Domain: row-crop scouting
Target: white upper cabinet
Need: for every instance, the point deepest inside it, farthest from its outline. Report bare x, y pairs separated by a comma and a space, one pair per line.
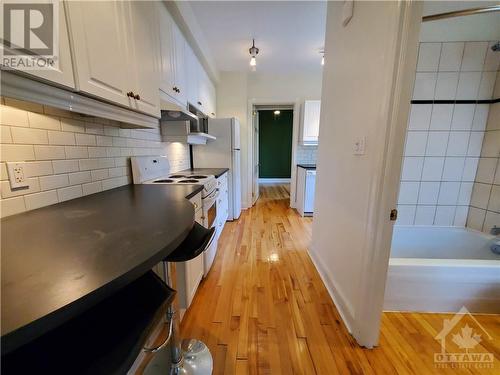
144, 46
115, 57
310, 122
172, 58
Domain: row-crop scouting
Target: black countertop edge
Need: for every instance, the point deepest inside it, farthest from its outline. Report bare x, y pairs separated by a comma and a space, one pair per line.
307, 166
81, 251
217, 172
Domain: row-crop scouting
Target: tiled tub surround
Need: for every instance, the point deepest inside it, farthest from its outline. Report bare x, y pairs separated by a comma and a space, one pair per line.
444, 142
67, 156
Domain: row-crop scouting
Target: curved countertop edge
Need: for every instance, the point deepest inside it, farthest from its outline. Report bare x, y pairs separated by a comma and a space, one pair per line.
217, 172
31, 330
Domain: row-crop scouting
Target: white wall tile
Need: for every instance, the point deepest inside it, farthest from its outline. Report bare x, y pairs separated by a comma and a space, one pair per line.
475, 219
416, 143
468, 85
445, 215
465, 193
486, 170
12, 206
470, 169
412, 168
474, 56
494, 202
65, 166
446, 86
425, 215
37, 200
453, 169
54, 181
451, 56
428, 57
441, 116
487, 85
480, 117
461, 216
425, 84
433, 169
448, 193
408, 192
406, 214
480, 195
420, 116
68, 193
29, 136
436, 143
428, 193
492, 61
457, 144
463, 116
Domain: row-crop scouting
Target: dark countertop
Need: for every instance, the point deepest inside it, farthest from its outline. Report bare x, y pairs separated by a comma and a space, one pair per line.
217, 172
307, 166
60, 260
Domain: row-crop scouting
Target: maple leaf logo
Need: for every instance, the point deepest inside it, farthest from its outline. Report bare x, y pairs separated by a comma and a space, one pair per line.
468, 339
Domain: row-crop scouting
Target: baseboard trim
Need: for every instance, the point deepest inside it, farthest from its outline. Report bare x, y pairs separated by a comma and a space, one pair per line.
274, 180
343, 307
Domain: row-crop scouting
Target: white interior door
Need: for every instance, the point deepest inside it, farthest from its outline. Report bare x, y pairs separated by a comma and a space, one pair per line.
255, 189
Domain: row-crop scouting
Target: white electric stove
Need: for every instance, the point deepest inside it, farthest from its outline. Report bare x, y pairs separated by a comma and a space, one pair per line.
156, 170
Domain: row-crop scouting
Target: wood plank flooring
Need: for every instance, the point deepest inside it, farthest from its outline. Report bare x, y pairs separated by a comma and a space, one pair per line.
263, 308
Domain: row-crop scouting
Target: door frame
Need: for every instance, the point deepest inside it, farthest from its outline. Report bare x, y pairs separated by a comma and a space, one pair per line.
253, 104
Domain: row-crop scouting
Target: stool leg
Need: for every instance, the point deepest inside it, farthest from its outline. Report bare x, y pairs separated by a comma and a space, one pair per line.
193, 356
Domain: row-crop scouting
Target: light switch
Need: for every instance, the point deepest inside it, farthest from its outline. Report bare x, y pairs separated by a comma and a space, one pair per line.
359, 146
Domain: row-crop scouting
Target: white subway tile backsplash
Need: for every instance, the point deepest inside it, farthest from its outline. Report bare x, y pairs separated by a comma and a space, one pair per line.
37, 200
65, 166
428, 57
445, 215
474, 56
49, 152
441, 116
446, 86
12, 206
420, 117
451, 56
468, 85
72, 192
425, 215
463, 115
433, 169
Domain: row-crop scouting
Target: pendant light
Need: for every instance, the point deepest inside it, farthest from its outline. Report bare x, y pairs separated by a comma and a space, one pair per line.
253, 52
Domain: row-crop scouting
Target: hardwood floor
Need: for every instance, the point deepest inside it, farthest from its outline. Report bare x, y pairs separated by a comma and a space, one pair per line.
263, 308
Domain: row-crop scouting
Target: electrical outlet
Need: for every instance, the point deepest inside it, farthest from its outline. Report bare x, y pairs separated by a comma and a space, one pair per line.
17, 177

□ □ □ □ □

* _What you should do_: Extract every line above that contains the word "door".

* _Answer below_:
Target: white interior door
Target: door frame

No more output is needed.